- _Extrait présenté_
Le tableau n’est pas très grand : il doit mesurer quelque chose comme 1,50 m de largeur, en format plutôt étendu avec le dessus cintré ; la Vierge est comme d’habitude à droite, l’ange à gauche et, entre les deux, une porte s’ouvre dans un mur avec un escalier qui tourne.

La colombe laisse derrière elle toute une série d’auréoles en mouvement qui, curieusement, rapetissent au fur et à mesure qu’elle s’approche de Marie. Ce qui est étonnant car, en perspective, c’est habituellement le contraire : ce qui est plus loin est généralement plus petit, et ce qui est plus près est plus grand…

Là, c’est exactement le contraire, ce qui veut dire que cette série d’auréoles indique le mouvement de la colombe, un peu comme un nuage de poussière déclenché par un cheval qui court est plus épais ou plus gros loin du cheval que près du cheval.

Ce nuage d’auréoles, qui grandit au fur et à mesure que s’en éloigne la colombe, est une magnifique idée de Filippo Lippi utilisée pour indiquer le mouvement. La colombe s’est arrêtée face à Marie et, du bec entrouvert, jaillissent des rayons d’or dont l’un va très précisément frapper le ventre de Marie qui a le regard baissé.

Dans les plis de la robe de Marie – lieu sacro-saint par excellence – il y a un trou, disons une boutonnière. Le peintre Filippo Lippi a peint une minuscule boutonnière à l’intérieur des plis de la robe de Marie et c’est par cette boutonnière que le rayon d’or vient frapper le ventre de Marie.

Je dois dire que ce n’est pas moi qui ai vu cette boutonnière. C’est un collègue américain – Samuel Y Edgerton junior – qui a publié un très bel article, très savant et passionnant où il montre que, dans le fond, cette boutonnière — et ce système de rayons d’or, avec un rayon venant frapper perpendiculairement le ventre Marie — correspond à une théorie de l’optique médiévale qui était une métaphore de la grâce divine qui frappe perpendiculairement la terre à Jérusalem et, au fur et à mesure qu’on s’éloigne de Jérusalem, la grâce divine diminue, parce qu’on éloigne du point d’impact direct et vertical de Dieu.

- _Données fournies_
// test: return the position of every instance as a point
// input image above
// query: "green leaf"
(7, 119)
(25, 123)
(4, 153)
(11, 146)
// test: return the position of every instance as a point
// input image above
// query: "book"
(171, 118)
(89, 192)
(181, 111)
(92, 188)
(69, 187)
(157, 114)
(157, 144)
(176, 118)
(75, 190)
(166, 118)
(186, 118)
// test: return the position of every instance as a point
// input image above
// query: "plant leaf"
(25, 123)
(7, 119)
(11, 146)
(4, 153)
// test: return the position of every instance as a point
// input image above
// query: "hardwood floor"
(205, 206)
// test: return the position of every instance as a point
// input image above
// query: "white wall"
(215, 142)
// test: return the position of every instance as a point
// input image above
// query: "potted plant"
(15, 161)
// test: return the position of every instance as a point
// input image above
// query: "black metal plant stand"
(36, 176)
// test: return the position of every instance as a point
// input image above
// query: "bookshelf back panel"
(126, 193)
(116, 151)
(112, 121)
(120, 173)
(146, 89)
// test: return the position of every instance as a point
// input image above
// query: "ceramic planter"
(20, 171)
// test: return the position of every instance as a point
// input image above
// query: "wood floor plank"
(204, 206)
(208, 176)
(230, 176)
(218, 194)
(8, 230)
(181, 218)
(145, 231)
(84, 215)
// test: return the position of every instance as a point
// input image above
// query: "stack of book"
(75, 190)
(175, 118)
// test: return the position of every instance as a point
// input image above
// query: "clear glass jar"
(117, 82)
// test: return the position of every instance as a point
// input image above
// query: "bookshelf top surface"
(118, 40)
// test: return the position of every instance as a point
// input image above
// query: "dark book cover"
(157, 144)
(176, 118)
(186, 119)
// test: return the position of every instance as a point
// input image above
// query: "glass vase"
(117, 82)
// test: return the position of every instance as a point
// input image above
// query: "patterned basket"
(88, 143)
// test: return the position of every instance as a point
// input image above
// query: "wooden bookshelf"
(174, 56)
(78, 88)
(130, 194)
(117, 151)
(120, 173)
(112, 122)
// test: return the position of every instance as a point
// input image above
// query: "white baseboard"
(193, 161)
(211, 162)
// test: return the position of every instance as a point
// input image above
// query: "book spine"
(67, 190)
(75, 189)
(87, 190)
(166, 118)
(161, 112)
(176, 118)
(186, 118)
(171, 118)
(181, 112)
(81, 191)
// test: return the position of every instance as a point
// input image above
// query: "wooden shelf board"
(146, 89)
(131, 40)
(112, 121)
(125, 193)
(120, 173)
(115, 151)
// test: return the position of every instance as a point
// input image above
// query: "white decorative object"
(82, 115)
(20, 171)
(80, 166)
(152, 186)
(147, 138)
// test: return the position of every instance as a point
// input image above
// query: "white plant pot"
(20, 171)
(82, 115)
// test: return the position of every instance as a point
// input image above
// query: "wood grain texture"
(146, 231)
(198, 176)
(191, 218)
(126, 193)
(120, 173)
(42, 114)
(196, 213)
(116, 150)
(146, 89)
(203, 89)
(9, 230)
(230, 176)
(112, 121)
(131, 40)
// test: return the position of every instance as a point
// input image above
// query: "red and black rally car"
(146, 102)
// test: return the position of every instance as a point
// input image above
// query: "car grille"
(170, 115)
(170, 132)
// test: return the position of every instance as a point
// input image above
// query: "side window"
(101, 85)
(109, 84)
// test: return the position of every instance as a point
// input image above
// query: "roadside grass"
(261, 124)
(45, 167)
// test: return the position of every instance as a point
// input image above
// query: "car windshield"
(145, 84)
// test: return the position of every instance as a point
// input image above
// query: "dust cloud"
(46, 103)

- _Consignes_
1. Énumérez les éléments du tableau que cite la phrase de l'extrait sur la peinture de Filippo Lippi commençant par « Le tableau n’est pas très grand ». Indiquez leur place quand elle est précisée.
2. Poursuivez l'extrait sur la peinture de Filippo Lippi après sa dernière phrase.

- _Réponses dans l'ordre_
1.
- la Vierge, à droite
- l'ange, à gauche
- une porte, entre les deux
- un mur, dans lequel s'ouvre la porte
- un escalier qui tourne

2.
Je ne dirais pas que cet article très beau ait été pour moi très convaincant, car s’il avait été convaincant, on aurait eut d’autres exemples d’un tel rayon d’or venant frapper juste perpendiculairement la robe de Marie avec une boutonnière faite pour pour laisser passer ce rayon… Or non seulement il y a pas eut un seul autre exemple, mais le tableau de Filippo Lippi était placé au-dessus d’une porte, et donc personne ne pouvait voir ce détail ! On peut le voir aujourd’hui parce qu’il est à la National Gallery de Londres, mais à l’époque, au XVe siècle, il était hors de question que qui ce soit puisse voir cette boutonnière dissimulée dans les plis de la robe de Marie ! Avant de lire l’article d’Edgerton, j’avais personnellement fait une autre hypothèse qui n’a pas été remise en cause par son article : je pensais que cette boutonnière avait été peinte pour ne pas être vue. Ou — ce qui revient à peu près au même — qu’elle n’avait pas été peinte pour être vue. Elle est un secret du peintre dans son tableau, un élément intime de la peinture où le peintre peint sa relation intime avec ce qu’il est en train de représenter…”

Daniel Arasse, Histoires de peintures.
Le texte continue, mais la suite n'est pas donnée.